Assigned task: Only one portion of the data is to be written out: from the line bearing "Target: pink ice cream roll" through the line bearing "Target: strawberry ice cream roll". Write it exactly as it appears.

(Data supplied begins)

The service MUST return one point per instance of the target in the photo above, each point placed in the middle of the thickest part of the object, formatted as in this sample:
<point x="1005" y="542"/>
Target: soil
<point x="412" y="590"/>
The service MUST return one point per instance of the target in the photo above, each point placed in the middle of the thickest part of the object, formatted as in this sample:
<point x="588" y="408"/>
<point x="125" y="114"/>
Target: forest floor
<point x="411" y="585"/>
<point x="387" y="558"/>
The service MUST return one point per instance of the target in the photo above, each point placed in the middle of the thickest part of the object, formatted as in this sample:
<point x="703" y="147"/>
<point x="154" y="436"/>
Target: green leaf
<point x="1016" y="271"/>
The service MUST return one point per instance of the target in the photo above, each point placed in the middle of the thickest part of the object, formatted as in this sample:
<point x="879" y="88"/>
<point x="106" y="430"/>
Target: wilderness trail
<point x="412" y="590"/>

(Data supplied ends)
(Data supplied begins)

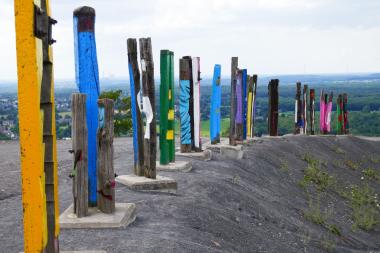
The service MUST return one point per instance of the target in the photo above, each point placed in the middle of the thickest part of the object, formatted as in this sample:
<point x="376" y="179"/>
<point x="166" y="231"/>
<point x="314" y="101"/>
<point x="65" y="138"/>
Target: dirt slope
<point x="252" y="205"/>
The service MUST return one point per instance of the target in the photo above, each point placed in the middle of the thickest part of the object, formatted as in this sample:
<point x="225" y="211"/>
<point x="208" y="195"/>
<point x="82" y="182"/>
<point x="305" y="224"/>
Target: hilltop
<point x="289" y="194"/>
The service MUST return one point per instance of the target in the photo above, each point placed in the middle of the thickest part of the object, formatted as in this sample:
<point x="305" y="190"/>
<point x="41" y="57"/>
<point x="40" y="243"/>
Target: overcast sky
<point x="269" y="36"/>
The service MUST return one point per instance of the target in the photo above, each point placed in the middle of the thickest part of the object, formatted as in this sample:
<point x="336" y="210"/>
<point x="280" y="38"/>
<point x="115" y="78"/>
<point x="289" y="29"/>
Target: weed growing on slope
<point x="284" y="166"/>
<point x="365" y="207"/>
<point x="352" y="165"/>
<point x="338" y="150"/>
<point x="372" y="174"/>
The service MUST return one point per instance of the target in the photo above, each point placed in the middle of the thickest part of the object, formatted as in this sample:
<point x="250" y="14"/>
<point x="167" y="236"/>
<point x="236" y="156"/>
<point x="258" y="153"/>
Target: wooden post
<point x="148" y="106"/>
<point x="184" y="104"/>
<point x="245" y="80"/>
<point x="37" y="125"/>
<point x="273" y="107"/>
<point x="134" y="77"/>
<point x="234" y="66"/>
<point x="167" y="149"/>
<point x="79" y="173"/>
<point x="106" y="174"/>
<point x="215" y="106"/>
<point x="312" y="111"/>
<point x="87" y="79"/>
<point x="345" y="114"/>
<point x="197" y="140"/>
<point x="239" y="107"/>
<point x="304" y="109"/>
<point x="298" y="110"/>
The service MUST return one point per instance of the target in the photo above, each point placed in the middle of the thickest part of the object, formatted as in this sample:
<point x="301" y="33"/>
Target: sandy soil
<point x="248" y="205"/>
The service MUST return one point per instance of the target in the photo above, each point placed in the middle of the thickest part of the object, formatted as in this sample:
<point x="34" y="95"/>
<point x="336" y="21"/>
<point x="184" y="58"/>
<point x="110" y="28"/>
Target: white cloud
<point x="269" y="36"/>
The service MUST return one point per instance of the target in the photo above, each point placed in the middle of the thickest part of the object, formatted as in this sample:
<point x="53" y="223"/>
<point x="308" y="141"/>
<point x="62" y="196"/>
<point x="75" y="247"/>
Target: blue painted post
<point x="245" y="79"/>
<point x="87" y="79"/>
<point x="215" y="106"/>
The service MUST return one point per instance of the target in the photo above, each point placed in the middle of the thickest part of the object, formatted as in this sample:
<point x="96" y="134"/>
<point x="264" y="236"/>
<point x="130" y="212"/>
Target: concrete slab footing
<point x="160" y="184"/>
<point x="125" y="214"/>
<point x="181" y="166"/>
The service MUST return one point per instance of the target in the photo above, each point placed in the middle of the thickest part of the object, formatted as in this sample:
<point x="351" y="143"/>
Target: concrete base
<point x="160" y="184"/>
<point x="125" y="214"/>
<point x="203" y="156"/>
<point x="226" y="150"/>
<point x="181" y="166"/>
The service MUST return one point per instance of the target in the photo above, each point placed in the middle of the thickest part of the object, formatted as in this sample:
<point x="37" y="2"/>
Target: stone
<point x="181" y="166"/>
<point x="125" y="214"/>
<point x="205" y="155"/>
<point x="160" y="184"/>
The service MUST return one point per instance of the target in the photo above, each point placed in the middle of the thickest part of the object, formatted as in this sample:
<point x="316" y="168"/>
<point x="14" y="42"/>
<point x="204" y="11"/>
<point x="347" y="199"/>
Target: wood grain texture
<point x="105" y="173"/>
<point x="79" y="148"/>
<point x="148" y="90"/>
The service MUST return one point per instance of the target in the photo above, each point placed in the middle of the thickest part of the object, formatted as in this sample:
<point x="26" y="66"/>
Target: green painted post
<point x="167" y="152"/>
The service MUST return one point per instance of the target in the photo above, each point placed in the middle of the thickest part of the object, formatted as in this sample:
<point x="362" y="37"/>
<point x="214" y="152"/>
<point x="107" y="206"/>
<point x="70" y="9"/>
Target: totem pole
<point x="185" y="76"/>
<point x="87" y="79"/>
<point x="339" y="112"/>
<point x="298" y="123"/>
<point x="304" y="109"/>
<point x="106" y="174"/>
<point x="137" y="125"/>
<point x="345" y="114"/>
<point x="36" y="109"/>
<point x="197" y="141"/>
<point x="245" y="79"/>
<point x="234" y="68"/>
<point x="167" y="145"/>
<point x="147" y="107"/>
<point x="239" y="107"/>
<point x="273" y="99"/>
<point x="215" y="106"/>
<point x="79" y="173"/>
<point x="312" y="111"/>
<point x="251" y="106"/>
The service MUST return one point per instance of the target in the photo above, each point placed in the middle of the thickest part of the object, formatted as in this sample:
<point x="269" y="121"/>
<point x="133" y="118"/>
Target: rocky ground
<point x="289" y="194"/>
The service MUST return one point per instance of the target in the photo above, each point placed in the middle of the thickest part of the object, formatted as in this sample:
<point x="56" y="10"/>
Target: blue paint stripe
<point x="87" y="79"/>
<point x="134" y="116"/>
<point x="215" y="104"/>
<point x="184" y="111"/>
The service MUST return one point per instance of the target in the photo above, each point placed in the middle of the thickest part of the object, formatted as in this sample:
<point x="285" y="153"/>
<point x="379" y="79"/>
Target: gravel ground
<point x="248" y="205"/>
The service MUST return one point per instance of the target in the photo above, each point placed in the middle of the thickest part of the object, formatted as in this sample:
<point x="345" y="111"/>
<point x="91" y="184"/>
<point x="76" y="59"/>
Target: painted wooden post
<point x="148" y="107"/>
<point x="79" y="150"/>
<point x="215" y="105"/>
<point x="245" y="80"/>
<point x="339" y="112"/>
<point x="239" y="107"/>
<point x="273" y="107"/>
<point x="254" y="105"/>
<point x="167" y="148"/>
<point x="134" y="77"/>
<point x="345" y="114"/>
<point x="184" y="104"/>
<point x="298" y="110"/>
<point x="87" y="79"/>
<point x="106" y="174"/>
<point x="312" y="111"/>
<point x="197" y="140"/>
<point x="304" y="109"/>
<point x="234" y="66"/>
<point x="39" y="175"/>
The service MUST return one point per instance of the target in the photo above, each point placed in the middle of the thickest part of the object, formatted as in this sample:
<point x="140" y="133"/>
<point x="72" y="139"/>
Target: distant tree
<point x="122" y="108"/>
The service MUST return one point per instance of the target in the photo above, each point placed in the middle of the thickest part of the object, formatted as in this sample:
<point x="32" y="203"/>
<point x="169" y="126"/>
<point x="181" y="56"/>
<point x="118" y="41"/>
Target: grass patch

(Data supplied ends)
(Data supplied begins)

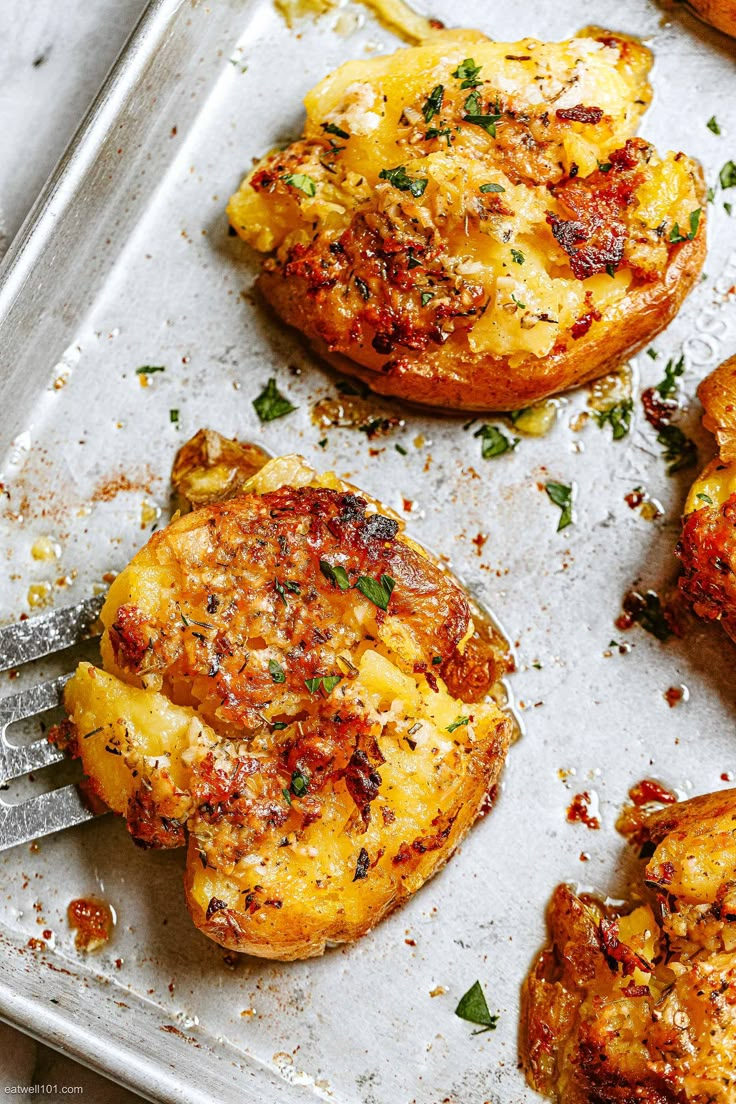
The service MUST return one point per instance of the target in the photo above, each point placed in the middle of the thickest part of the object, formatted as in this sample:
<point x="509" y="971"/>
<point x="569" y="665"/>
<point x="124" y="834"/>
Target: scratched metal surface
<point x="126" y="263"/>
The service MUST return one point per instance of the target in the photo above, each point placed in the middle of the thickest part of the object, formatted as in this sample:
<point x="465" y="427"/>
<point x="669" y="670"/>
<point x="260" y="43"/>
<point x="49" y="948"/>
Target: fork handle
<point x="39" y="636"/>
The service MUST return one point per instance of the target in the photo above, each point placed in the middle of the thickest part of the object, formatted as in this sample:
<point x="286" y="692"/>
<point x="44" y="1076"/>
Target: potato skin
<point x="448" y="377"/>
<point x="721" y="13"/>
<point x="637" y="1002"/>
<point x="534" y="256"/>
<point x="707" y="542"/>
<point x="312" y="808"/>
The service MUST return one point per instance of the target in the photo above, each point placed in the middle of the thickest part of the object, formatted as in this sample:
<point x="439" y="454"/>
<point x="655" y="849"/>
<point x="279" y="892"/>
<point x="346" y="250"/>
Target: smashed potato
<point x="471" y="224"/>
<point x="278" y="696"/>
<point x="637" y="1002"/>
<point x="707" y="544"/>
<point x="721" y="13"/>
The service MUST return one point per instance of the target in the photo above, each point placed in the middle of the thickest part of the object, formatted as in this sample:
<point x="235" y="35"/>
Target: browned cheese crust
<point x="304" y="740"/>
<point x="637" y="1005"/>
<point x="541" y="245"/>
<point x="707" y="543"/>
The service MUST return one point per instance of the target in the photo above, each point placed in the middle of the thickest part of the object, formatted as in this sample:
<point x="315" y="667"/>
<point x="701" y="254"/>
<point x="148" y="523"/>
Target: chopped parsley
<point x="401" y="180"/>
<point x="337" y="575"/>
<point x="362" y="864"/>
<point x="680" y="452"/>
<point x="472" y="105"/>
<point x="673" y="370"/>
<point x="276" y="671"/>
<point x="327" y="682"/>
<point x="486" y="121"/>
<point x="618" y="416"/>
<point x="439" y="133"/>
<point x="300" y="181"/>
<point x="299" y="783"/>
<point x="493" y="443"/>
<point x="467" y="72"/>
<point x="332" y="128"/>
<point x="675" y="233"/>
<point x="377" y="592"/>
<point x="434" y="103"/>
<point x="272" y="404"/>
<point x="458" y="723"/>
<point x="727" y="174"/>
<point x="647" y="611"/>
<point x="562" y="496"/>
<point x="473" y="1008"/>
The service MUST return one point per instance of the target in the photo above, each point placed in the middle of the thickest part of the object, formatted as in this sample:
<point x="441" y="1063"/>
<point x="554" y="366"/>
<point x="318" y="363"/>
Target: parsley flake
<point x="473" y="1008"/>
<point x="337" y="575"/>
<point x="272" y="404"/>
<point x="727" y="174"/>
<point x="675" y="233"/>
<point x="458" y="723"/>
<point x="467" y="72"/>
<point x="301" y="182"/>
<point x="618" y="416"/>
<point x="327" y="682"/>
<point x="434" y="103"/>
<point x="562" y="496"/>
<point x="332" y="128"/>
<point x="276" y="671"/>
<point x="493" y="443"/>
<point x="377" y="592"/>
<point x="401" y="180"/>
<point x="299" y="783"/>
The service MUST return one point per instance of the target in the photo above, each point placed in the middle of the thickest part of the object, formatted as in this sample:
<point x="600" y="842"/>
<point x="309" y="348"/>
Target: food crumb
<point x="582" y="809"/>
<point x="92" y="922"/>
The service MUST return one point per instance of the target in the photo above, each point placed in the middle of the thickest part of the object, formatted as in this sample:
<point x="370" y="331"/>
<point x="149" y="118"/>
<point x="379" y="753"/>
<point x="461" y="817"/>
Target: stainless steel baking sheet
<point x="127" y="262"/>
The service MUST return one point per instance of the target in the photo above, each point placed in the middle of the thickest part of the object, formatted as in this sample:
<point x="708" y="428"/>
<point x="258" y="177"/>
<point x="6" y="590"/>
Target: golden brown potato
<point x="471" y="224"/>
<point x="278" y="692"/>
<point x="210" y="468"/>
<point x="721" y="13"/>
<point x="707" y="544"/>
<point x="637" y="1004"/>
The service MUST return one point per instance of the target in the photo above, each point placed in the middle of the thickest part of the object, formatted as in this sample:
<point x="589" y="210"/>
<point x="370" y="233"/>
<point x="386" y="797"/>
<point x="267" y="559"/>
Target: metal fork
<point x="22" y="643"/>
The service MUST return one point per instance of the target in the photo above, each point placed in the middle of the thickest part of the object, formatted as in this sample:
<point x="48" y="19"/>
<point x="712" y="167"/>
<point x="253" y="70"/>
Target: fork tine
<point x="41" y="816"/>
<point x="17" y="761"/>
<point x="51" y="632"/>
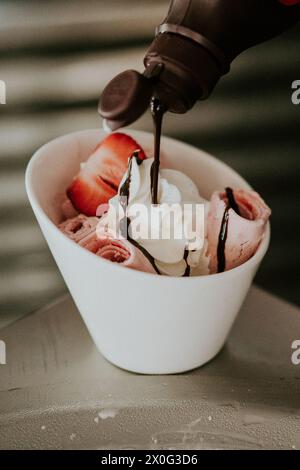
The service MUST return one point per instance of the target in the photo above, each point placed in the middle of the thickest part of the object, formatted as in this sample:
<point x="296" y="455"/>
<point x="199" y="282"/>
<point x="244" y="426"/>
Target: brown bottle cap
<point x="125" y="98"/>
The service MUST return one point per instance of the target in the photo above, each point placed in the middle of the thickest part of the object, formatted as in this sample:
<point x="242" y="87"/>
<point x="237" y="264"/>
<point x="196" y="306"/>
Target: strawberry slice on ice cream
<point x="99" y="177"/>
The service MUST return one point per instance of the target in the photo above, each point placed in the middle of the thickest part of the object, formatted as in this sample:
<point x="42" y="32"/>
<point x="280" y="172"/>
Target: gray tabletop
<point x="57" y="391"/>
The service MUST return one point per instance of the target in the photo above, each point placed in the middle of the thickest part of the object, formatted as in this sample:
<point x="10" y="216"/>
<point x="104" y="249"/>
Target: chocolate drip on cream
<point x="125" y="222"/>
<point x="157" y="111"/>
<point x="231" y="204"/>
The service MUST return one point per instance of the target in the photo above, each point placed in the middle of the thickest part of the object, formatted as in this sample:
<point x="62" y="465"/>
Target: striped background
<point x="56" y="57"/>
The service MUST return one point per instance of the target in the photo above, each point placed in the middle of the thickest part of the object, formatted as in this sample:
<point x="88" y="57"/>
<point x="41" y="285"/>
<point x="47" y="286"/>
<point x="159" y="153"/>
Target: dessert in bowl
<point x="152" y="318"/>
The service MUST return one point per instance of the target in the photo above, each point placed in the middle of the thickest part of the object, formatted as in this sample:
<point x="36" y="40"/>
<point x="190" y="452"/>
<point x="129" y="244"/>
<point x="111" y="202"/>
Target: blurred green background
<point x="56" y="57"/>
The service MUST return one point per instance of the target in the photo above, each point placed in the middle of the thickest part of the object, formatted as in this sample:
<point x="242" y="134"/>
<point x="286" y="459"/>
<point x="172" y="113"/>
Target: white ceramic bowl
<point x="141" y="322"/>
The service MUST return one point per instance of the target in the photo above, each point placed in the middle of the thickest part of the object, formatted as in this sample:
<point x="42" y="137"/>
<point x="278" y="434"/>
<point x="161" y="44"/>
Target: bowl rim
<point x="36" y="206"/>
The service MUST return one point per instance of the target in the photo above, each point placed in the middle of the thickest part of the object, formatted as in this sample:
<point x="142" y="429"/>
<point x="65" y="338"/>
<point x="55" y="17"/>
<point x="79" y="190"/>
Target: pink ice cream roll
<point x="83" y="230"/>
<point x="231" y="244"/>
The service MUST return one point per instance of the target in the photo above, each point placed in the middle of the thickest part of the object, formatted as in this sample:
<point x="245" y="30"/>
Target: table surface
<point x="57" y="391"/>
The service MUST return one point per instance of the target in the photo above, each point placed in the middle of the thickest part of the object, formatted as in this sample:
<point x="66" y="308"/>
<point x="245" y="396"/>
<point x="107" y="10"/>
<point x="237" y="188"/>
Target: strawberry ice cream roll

(Data supplied ends)

Your solution:
Target: pink ice cream roll
<point x="83" y="230"/>
<point x="231" y="244"/>
The service MUST return one point per instance of the target in the photo above, each point placed in the middle of the thickest part of the object, formatted as in this sample:
<point x="245" y="30"/>
Target: table surface
<point x="57" y="391"/>
The service MUST return one point per instance of the target in the photo above, each point placed in the middle of the thickest part of the object, formatted as in this sample:
<point x="66" y="308"/>
<point x="245" y="396"/>
<point x="107" y="10"/>
<point x="237" y="188"/>
Target: strawberry ice cream roll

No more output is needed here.